(Text-to-region grounding data)
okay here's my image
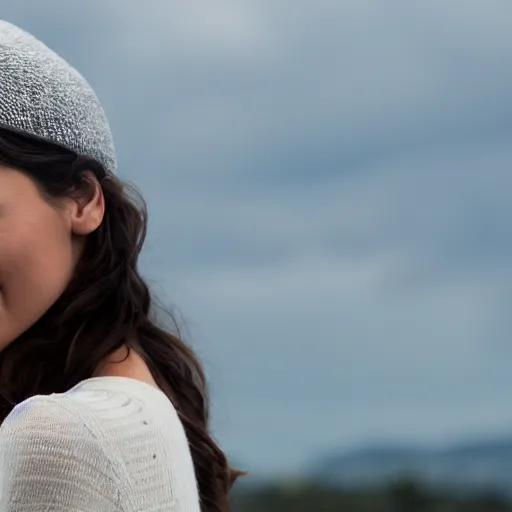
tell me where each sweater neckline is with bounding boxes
[69,375,169,402]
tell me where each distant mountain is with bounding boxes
[312,437,512,497]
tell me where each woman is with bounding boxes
[0,20,241,511]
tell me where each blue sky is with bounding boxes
[3,1,512,477]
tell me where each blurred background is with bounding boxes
[3,1,511,510]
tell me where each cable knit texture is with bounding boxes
[0,376,201,511]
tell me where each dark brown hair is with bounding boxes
[0,128,243,511]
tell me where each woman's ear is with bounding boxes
[68,171,105,236]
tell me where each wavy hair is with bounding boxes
[0,128,242,511]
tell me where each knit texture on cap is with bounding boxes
[0,20,116,173]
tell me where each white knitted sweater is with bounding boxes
[0,376,201,511]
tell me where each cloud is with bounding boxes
[142,133,511,472]
[89,0,512,180]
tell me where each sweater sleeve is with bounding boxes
[0,396,121,511]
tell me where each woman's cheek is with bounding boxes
[0,241,56,345]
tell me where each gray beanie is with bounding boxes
[0,20,117,174]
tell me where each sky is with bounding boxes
[2,1,512,477]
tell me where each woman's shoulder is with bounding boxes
[0,376,180,442]
[0,393,111,463]
[64,376,184,434]
[0,380,199,510]
[0,395,126,510]
[1,393,87,435]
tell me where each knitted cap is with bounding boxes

**What this task involves:**
All lines from the one that contains "tell me where each woman's cheek" to the last line above must be given again exactly, with both included and nothing added.

**Your response:**
tell me where each woman's cheek is with bounding boxes
[0,241,56,345]
tell me where each gray beanie is with bounding boxes
[0,20,117,174]
tell me where each sky is with bounding boxes
[2,1,512,477]
tell me where each woman's shoulder is with bounding boxes
[0,376,180,442]
[0,393,111,463]
[64,376,184,434]
[0,380,199,510]
[0,395,126,510]
[1,393,87,435]
tell me where each knitted cap is with bounding boxes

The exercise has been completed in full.